Text shown —
§ §

Happy birthday to me
… and a very happy Valentine’s day to you!
I think I have the best birth date.
How cool is it to be born on a day focused so much on love?
From the beginning, my mission seems to have been predetermined to be Love based and heart centred.
What a perfect day of entry!
One of the things that I absolutely love about my birthday is knowing that around the world, people are celebrating too. Not celebrating me – but celebrating Love.
Today, my heart feels so full. I get to share my special day with my two most favourite people in the world – my kids – Josh and Taylor. Just having the opportunity to share these special moments with both of them makes my heart expand. I feel so incredibly blessed. It’s extra special knowing that this is our last year living together, so I’m savouring it all.
As I take a few moments to reflect on the past year, I am beyond grateful for all of my blessings.
For me, despite the pandemic, this has been one of my best years.
I may not be any where near where I want to be, but I am so grateful for where I am, who I am becoming and the direction that I’m heading.
This past year has really helped me to deepen my foundation, get back to the basics, and realign with my mission.
There’s been a lot of course correction but I’m very pleased with all I’ve accomplished and all that has unfolded.
I fell down many times, but I kept getting back up. I am determined and persistent. I love that about me.
Above all, I feel a greater sense of hope than I’ve felt in years. Hope for me, for my future, for my children, for the planet and for all of humanity.
It feels like there’s room for possibility. It feels like some of my walls are coming down to make more room for Love – in all of it’s forms. That’s both scary and exciting at the same time.
Probably one of my biggest realizations over the past year is that it’s time to make room for relationships outside of my family. Well before the pandemic started, I had begun retreating from the world – in fact I’ve been slowly disappearing over the past 5 years or so. Needless to say, I wasn’t really impacted by the past year socially because I had already begun my inward journey.
One of the greatest blessings of the past year was the extra time with my kids. What an unexpected gift. The plan was to divide and conquer early 2020, but due to the unknown, we chose to stay together – and I am deeply grateful for that. I love my kids more than words can ever express, so to have this gift of time, meant the world to me.
The biggest thanks to their Dad for making that happen and for keeping us together. Without his help I’m not sure what this past year would have looked like.
The past year provided a lot of ups and downs for me and I’m very grateful for the challenges – they’ve truly helped me to grow exponentially. The awareness and discernment I’ve gained – and the clarifications I’ve made – have benefitted me tremendously. I feel more awake to the Truth of my being than ever before. It forced me to get honest with myself, confront my weaknesses and see where I needed to grow. I developed compassion for self and others.

§ §

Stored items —
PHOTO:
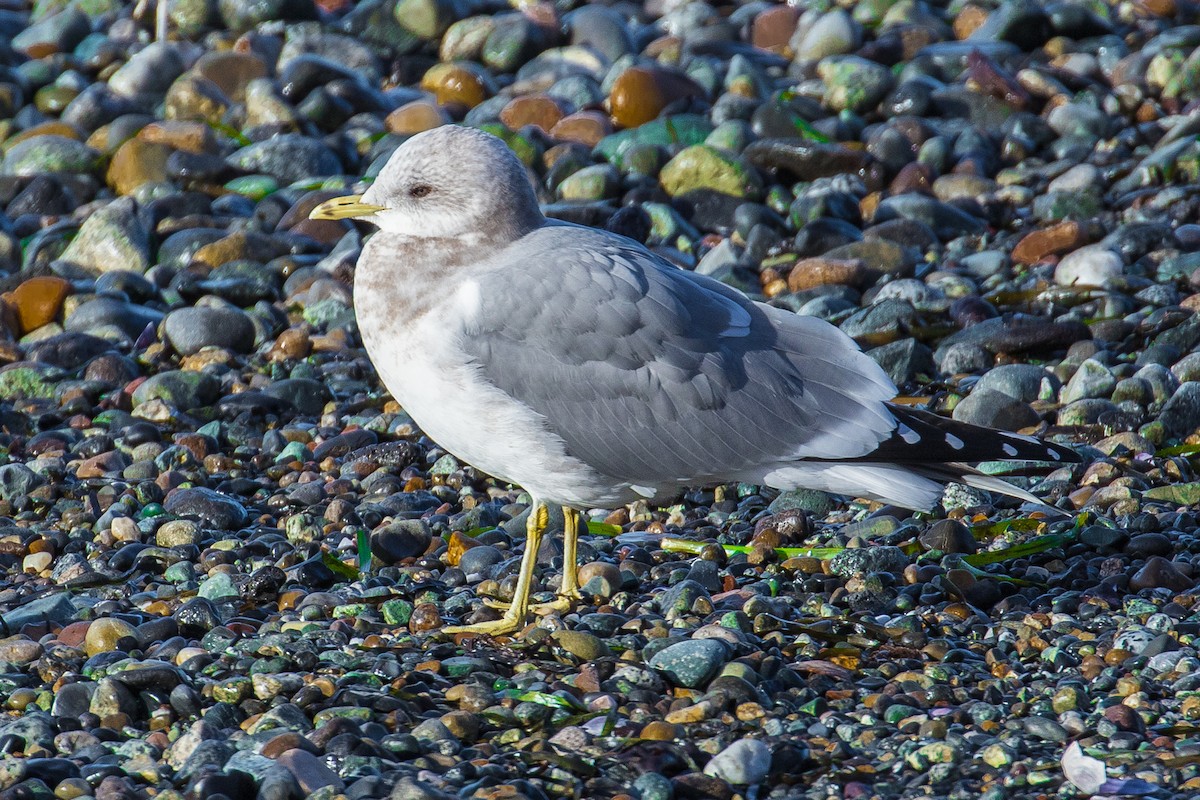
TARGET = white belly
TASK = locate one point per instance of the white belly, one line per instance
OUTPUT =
(427, 372)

§ §

Tasks to carry out —
a – From the birthday post, copy the part that opens with the words containing "I think I have" and closes with "day of entry!".
b – According to the birthday post, what are the names of the writer's two kids?

Solutions in order —
a –
I think I have the best birth date.
How cool is it to be born on a day focused so much on love?
From the beginning, my mission seems to have been predetermined to be Love based and heart centred.
What a perfect day of entry!

b – Josh and Taylor.